▶ **Task 1**
Copy from the Japan travel text, word for word, the passage from "Japan’s native and" up to and including "many other elements.".

▶ **Text shown**
+++
Understanding Japan: Geography

Japan is made up of 4 major and main islands: Hokkaido, Honshu, Shikoku, and Kyushu, as well as the thousands of southern islands that make up the Okinawa archipelago. Most tourists concentrate on Honshu, the largest of the islands and home to the best-known and most visited cities such as Tokyo, Kyoto, Osaka, and Hiroshima.

Japan is very close to Taiwan and Korea, and I almost couldn’t help myself including at least Taipei and Seoul in the travel itinerary. China is also right around the corner, but I believe that to contemplate both countries you’d need at least a month or 40 days of travel.

I tried to show to you guys the 4 major islands and the smaller Okinawa islands. I know the art is horrible, but you can get the picture, right? =)

Religion in Japan

Japan’s native and oldest religion is Shinto, or the path of the gods (Shin = god and to = path). From what we’ve seen, read and heard from our guides, Shinto considers sacred all the elements of nature, which are the Kami deities, which can be represented in hills, rocks, trees, and many other elements.

In the sixth century, Buddhism arrived in Japan (starting in India, passing through China and Korea until finally reaching Japan). The two religions coexisted in the past and still do to the present day, even though they have different characteristics. If you want to dig deeper into Japan’s religions, I recommend reading this quick article from Japan’s Embassy in Brazil.

Itsukushima Sanctuary, in Miyajima.

It’s important to understand what these two religions are before going to Japan because most of the attractions are Buddhist temples or Shinto shrines. You know the floating Torii, in Miyajima? It’s a Shinto portal to the island that is considered sacred. And that beautiful golden pavilion temple in Kyoto? It’s a Buddhist temple.

When to travel to Japan? Climate and best months

The first step before taking time off work is to set the date of the trip, and this is a super important choice to make the most of your trip to Japan. The best time – and therefore the high season in Japan – is during the spring and cherry season. (March, April, and May) and the fall, with those beautiful reddish leaves (October and November).

The summer is very hot and rainy. From June the weather starts to get wearying with rain, and until September is still considered typhoon season. On the other hand, it’s only during the summer that it is possible to climb Mount Fuji and it’s a good time to visit Okinawa, the paradise islands of Japan.
+++
▶ **Information supplied**
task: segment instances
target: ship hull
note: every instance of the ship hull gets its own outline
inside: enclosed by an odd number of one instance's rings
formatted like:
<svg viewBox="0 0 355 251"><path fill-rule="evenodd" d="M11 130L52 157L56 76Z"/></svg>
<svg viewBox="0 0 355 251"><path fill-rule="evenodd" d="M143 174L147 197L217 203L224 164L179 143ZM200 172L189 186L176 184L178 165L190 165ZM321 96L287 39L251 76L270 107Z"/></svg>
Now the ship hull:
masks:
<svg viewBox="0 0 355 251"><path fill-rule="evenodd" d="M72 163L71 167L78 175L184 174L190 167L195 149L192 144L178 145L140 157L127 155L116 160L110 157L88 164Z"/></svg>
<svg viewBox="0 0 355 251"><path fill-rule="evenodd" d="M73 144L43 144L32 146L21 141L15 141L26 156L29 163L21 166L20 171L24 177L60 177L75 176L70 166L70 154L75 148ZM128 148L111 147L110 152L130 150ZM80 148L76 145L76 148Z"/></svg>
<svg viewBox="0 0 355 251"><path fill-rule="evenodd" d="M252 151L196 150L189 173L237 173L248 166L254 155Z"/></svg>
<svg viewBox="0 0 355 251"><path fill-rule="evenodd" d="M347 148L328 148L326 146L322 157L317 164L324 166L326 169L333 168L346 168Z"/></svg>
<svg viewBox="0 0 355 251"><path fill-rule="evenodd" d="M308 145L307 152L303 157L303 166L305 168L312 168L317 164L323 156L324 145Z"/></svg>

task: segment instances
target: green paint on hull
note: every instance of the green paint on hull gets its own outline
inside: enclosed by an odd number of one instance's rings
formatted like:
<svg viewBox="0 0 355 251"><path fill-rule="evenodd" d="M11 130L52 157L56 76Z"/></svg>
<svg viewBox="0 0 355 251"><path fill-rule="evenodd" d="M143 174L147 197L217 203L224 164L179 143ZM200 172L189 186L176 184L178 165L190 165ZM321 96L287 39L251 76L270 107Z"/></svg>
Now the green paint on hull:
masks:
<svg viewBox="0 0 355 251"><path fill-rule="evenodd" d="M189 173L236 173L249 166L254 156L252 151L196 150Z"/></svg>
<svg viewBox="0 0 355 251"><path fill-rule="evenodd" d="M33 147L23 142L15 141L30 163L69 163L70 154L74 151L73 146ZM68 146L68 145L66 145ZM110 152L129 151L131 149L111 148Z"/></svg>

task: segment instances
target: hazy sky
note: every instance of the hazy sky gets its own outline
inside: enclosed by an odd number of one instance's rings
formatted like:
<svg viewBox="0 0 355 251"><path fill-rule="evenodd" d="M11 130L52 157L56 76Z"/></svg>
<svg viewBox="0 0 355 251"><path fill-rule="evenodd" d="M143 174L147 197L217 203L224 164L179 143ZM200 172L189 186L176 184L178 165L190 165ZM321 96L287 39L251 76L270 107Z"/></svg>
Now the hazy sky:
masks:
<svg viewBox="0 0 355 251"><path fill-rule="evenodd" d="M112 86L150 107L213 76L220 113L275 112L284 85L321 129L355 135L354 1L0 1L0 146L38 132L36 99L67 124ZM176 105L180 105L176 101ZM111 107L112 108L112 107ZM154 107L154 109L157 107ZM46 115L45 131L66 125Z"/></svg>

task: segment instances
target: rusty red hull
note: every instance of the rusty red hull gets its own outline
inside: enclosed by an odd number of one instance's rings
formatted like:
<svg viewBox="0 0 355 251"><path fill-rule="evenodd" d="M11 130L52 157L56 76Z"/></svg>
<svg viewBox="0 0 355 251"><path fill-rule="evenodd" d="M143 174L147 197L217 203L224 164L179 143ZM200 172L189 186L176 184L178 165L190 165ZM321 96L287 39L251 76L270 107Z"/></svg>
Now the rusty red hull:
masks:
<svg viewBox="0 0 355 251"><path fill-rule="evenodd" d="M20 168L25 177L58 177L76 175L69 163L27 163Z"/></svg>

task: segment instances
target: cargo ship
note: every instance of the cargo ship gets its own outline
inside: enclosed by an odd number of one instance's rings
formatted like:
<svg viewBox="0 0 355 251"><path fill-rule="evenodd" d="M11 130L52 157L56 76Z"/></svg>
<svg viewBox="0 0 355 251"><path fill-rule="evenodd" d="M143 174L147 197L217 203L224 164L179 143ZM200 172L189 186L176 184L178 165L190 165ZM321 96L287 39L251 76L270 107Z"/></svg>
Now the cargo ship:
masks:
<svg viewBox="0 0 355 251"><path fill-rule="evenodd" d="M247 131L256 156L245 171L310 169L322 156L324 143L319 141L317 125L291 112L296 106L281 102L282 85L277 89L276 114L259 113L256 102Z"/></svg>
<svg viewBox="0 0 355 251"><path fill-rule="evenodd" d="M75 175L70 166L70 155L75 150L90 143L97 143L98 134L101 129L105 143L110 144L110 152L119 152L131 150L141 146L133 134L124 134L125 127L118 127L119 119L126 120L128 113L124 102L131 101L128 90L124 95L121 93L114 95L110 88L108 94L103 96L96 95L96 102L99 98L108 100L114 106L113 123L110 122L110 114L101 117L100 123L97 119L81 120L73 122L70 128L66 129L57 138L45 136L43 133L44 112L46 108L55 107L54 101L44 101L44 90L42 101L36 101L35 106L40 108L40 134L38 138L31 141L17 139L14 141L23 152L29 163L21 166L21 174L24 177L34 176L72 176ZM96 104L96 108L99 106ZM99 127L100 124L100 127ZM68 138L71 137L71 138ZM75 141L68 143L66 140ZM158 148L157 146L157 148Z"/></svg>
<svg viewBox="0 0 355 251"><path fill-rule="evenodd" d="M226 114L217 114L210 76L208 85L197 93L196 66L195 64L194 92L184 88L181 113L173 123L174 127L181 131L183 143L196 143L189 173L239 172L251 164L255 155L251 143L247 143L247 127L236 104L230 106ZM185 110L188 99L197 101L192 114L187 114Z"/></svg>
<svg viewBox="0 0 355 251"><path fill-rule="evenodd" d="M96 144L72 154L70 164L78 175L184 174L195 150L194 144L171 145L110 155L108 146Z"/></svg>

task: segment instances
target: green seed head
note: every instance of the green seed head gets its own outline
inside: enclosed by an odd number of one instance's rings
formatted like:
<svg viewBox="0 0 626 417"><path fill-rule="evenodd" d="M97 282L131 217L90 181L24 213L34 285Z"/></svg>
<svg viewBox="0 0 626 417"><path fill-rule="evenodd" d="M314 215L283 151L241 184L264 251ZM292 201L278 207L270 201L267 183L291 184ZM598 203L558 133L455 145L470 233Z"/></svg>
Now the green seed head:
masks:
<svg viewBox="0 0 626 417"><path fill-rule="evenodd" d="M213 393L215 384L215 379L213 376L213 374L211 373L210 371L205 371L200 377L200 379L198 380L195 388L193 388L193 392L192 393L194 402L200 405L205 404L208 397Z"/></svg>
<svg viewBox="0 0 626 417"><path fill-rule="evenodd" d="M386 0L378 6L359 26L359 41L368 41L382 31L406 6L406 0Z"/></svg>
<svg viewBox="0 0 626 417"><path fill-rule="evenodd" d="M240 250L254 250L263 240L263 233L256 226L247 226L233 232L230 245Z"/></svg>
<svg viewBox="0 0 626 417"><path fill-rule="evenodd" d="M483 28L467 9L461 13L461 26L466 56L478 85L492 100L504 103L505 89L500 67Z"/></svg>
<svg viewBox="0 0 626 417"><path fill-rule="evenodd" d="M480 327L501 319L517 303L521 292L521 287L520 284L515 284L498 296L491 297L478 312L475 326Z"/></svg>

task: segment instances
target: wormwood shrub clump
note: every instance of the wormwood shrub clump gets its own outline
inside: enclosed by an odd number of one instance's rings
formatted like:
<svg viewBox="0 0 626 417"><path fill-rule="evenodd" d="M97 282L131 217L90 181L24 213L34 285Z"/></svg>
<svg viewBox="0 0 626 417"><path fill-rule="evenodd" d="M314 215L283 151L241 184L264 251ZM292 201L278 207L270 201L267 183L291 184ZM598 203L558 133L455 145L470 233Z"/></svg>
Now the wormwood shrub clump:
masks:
+++
▶ **Task 2**
Please turn the records, from their first line up to and including the line containing "145L307 152L303 157L303", into a numbered list without any blank lines.

▶ **Final result 1**
Japan’s native and oldest religion is Shinto, or the path of the gods (Shin = god and to = path). From what we’ve seen, read and heard from our guides, Shinto considers sacred all the elements of nature, which are the Kami deities, which can be represented in hills, rocks, trees, and many other elements.

▶ **Final result 2**
1. task: segment instances
2. target: ship hull
3. note: every instance of the ship hull gets its own outline
4. inside: enclosed by an odd number of one instance's rings
5. formatted like:
6. <svg viewBox="0 0 355 251"><path fill-rule="evenodd" d="M11 130L52 157L56 76Z"/></svg>
7. <svg viewBox="0 0 355 251"><path fill-rule="evenodd" d="M143 174L147 197L217 203L224 164L179 143ZM200 172L189 186L176 184L178 165L190 165ZM321 96L287 39L251 76L270 107Z"/></svg>
8. Now the ship hull:
9. masks:
10. <svg viewBox="0 0 355 251"><path fill-rule="evenodd" d="M72 163L71 167L78 175L184 174L190 167L195 149L192 144L178 145L140 157L127 155L116 160L110 157L88 164Z"/></svg>
11. <svg viewBox="0 0 355 251"><path fill-rule="evenodd" d="M73 144L43 144L32 146L21 141L15 141L26 156L29 163L21 166L20 171L24 177L60 177L75 176L70 166L70 154L75 148ZM128 148L111 147L110 152L130 150ZM80 148L76 145L76 148Z"/></svg>
12. <svg viewBox="0 0 355 251"><path fill-rule="evenodd" d="M252 151L196 150L189 173L237 173L248 166L254 155Z"/></svg>
13. <svg viewBox="0 0 355 251"><path fill-rule="evenodd" d="M347 148L328 148L326 146L322 157L317 164L324 166L326 169L333 168L346 168Z"/></svg>
14. <svg viewBox="0 0 355 251"><path fill-rule="evenodd" d="M308 145L307 152L303 157L303 166L305 168L312 168L317 164L323 156L324 145Z"/></svg>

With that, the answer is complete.